=== DATASET EXCERPTS ===
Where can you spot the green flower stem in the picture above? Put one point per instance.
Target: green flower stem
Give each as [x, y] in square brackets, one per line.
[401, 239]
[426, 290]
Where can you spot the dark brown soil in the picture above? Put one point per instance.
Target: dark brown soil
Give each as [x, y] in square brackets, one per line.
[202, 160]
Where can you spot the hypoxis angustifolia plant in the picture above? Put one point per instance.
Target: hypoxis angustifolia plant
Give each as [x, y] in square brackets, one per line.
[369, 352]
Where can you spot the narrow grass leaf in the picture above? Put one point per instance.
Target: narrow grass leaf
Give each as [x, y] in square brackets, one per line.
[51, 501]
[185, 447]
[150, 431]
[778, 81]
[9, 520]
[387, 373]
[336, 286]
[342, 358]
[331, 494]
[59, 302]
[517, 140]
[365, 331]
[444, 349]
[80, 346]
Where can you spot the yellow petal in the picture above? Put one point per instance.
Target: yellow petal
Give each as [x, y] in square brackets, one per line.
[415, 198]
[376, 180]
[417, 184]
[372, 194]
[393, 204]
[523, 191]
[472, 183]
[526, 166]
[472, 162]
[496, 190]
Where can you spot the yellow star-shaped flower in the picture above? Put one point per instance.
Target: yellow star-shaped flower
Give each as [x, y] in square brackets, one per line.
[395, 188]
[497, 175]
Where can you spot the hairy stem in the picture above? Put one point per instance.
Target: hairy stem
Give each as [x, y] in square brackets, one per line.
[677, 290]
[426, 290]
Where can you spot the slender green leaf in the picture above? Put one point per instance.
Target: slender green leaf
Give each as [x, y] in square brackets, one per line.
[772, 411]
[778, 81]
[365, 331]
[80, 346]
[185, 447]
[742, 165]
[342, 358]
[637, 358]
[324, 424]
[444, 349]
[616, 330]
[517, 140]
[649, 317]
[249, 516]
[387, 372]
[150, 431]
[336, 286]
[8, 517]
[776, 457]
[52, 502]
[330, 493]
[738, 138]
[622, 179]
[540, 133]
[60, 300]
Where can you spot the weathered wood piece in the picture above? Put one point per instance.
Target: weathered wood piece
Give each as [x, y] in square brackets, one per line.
===
- DO THIS -
Reproduce every line from the one containing "Where can you spot the slender" through the end of the items, requests included, scaling each coordinate in the answers by 0.9 and rounding to the nearest whole number, with halves rounded up. Provide only those lines.

- TASK SOLUTION -
Where can you spot the slender green leaf in the picture above? Put one point per instance.
Target: slender green leaf
Give each as [x, y] in square brackets, one per line.
[695, 370]
[700, 73]
[329, 298]
[72, 311]
[167, 402]
[668, 149]
[308, 322]
[573, 322]
[292, 382]
[400, 314]
[554, 297]
[465, 126]
[584, 285]
[224, 464]
[348, 335]
[135, 388]
[302, 257]
[7, 465]
[698, 411]
[47, 452]
[297, 444]
[664, 124]
[560, 161]
[486, 120]
[54, 270]
Where can you spot the weathered wood piece in the picture above? Put one point per instance.
Target: weathered wood piece
Give each as [x, y] in square brackets, one per line.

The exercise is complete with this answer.